• _TASKS TO PERFORM_:
1. In the blog post on the teen's death during a video chat, translate this sentence into Spanish: "I think that's the most compassionate news reporter I've ever seen."
2. Pick up the blog post on the teen's death during a video chat right after its final line and keep writing.

• _TEXT SHOWN_:
Wednesday, March 07, 2012

Teen Kills Himself On Video Chat - No One Does Anything

A 19 year old Nebraska teen killed himself over the weekend. He did so while broadcasting in a video chat room with lots and lots of other viewers. No one did a thing. It was not until the next morning when someone logged into the chat room and noticed the conversation about it that he called police who went to the home of the teen and found him dead. First of all, I'm guessing the teen who killed himself was probably talking about it before hand and if he starts holding a gun don't you think you should call the police? Don't you have a duty? Even if you don't know the guy or where he lives, call some police somewhere. The person who logged in the next morning knew where the teen lived so I think it is likely the others did too. No one cared. Even after the teen killed himself, no one did anything. Is that how we have become about death? No one cares? That sucks.

25 comments:

TT said...

Don't generalize. THESE people didn't care, or weren't aware it was real. I don't think it necessarily says anything about society overall, except that we have a window into such awful stuff.

kriss_t said...

I can't even bring myself to watch this (though I'm sure it doesn't show the actual suicide) --- How sad!

JJ said...

I think that's the most compassionate news reporter I've ever seen. She looked quite upset.

Very sad for the family and for anyone who may have witnessed the shooting.

BigMama said...

Horrified

billybob said...

There is still hope for mankind. The comments here and what we see and hear around us every day proves this.

Anonymous said...

I haven't watched it but maybe the people on the chat line didn't think it was true. There's a ton of posturing on the internet so who knows.

Jasmine said...

I actually DO think this generation is epidemically becoming more apathetic.

We've talked about similar things like this in a few sociology classes Im taking....for the past 2 decades, increasingly, kids to young adults and even older are inundated with an influx of so many violent video games/music/movies, you name it, that there is a numbness to actual violence when it happens in real life. Or perhaps an inability to ascertain when real emotions should engage in situational happenings like this. In social psych they will tell you that one of the first things human beings need to comprehend before they assist someone in help is they must understand there IS a danger to the person happening. I believe that this generation, due to the reason I mentioned above, has trouble understanding when fake/simulated violence stops and real violence and danger began.

hunter said...

Given all that - I don't think anyone in the chat room should be held RESPONSIBLE for the event.

The authorities/his parents would probably just like to know how it all went down.

Murphy Brown 2020 said...

"...for the past 2 decades, increasingly, kids to young adults and even older are inundated with an influx of so many violent video games/music/movies, you name it, that there is a numbness to actual violence when it happens in real life."

I wholeheartedly agree. I'm a mistrusting misanthropist who prefers the company of her cats to strangers for a good reason.

Look at the popularity of shit like The Human Centipede, or Hostel, or the Saw series. Don't even try to tell me that those movies are "comedic" and "over-the-top" and thereby morally permissable. PLEASE. Or how about that super-popular military-themed video game that was initially devised *for* soldiers preparing for the battlefield? Twelve year-olds in basements everywhere are merrily pretending to blow people up. Yay.

• _GIVEN DATA_:
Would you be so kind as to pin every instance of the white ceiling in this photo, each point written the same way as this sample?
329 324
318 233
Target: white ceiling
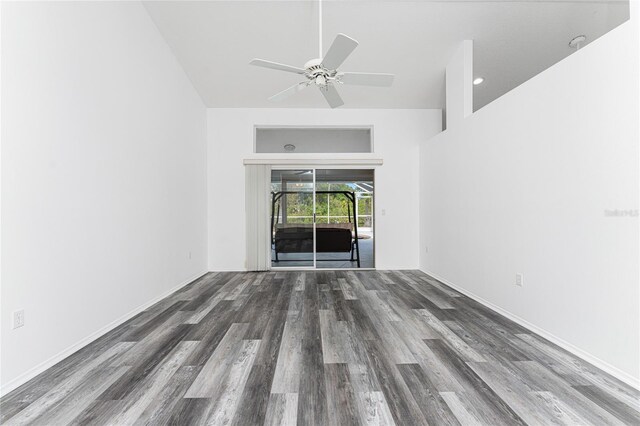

• _EXPECTED RESULTS_:
1. Creo que es la reportera de noticias más compasiva que he visto jamás.

2.
The advent of reality television is a part of this, too, though the violence in certain shows is still mild compared to the fictive stuff you see on movie screens -- for now, at least. I predict that beheadings and instances of capital punishment will be televised within the next decade. It's just where we're all headed.

Human beings are excited by watching the misery and agony of others. It's arguable that this has always been the case, but we seem to become more and more desensitized the further we evolve. That's what *I* truly don't understand.

Murphy Brown 2020 said...

I should have said *SOME human beings are excited by watching the misery and agony of others. This sure as hell isn't the case with me, and I'm positive that most of the people who read/comment here are also empathetic people.

DixieTheNoble82 said...

What a terrible story. I hope his family is able to find peace in all of this.

I can tell you first hand though that not all people react like this when 'faced' with a suicidal person.

Personal suicide attempt story ahead - move on if this type of thing bothers you...

So I was in the middle of a very dark time in my life and for whatever reason decided to answer a phone call from a 1-800 number in the middle of a panic attack. I told the bill collector that I was in the middle of taking my life and that I had no time to be discussing my credit or behind payments.

I later found out (after being committed by my now 2nd ex-husband) that the cops showed up at the apartment not long after I got off that call. Turns out the bill collector hung up with me and called the police and told them what I said. Finding all of that out is what actually snapped something in my head that made me want to get better and be happy again.

2 years and some change later, I'm still here. So... thanks bill collector guy. I hope you know what you did for me.

jax said...

it's not just violence.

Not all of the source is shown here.